Aim
Each entry in the listing below should be restated word for word.

A block of data:

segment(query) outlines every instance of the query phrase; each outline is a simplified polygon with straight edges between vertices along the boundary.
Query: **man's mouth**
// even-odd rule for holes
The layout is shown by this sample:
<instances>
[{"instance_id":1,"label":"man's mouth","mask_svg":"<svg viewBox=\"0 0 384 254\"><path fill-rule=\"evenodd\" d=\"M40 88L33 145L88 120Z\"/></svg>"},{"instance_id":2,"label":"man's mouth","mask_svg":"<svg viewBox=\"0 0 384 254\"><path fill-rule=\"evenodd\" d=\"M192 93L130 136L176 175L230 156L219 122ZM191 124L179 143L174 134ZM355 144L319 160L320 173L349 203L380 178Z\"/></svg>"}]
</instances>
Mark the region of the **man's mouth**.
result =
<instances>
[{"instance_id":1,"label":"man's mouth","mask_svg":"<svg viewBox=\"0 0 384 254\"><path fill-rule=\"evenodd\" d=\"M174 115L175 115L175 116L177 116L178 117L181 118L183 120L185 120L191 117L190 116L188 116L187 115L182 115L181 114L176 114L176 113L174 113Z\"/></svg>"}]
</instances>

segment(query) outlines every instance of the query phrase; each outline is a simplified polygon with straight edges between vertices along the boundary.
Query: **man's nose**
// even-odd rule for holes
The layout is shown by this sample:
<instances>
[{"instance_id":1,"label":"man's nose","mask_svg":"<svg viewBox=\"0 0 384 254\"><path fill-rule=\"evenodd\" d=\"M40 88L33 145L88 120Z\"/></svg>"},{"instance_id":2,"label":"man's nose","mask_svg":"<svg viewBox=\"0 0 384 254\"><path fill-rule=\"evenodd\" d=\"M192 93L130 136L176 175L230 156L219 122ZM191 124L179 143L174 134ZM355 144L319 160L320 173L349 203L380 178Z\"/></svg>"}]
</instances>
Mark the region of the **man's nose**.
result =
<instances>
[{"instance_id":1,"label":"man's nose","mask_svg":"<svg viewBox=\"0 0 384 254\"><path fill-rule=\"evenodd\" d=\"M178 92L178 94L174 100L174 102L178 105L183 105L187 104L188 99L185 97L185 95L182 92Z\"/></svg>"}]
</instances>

Completed task
segment(query) outlines every instance of the query phrase; each outline is a simplified polygon with straight edges between vertices along the boundary.
Query: **man's mouth**
// even-odd rule for holes
The layout is shown by this sample:
<instances>
[{"instance_id":1,"label":"man's mouth","mask_svg":"<svg viewBox=\"0 0 384 254\"><path fill-rule=\"evenodd\" d=\"M40 88L33 145L88 120Z\"/></svg>"},{"instance_id":2,"label":"man's mouth","mask_svg":"<svg viewBox=\"0 0 384 254\"><path fill-rule=\"evenodd\" d=\"M192 93L130 136L176 175L230 156L219 122ZM191 124L179 143L174 134ZM355 144L319 160L320 173L349 203L380 178Z\"/></svg>"}]
</instances>
Mark the region of the **man's mouth**.
result =
<instances>
[{"instance_id":1,"label":"man's mouth","mask_svg":"<svg viewBox=\"0 0 384 254\"><path fill-rule=\"evenodd\" d=\"M174 115L175 115L175 116L177 116L178 117L181 118L183 120L185 120L191 117L190 116L188 116L187 115L182 115L181 114L176 114L176 113L174 113Z\"/></svg>"}]
</instances>

segment(query) outlines every instance of the query phrase; each outline is a simplified polygon with straight edges between vertices along the boundary.
Query: **man's nose**
// even-odd rule for holes
The layout is shown by this sample:
<instances>
[{"instance_id":1,"label":"man's nose","mask_svg":"<svg viewBox=\"0 0 384 254\"><path fill-rule=\"evenodd\" d=\"M40 88L33 145L88 120Z\"/></svg>"},{"instance_id":2,"label":"man's nose","mask_svg":"<svg viewBox=\"0 0 384 254\"><path fill-rule=\"evenodd\" d=\"M192 93L130 136L176 175L230 156L219 122ZM191 124L179 143L174 134ZM355 144L319 160L320 173L349 203L380 178Z\"/></svg>"}]
</instances>
Mark the region of the **man's nose**.
result =
<instances>
[{"instance_id":1,"label":"man's nose","mask_svg":"<svg viewBox=\"0 0 384 254\"><path fill-rule=\"evenodd\" d=\"M178 92L178 94L174 100L174 102L178 105L183 105L187 104L188 99L185 97L185 95L182 92Z\"/></svg>"}]
</instances>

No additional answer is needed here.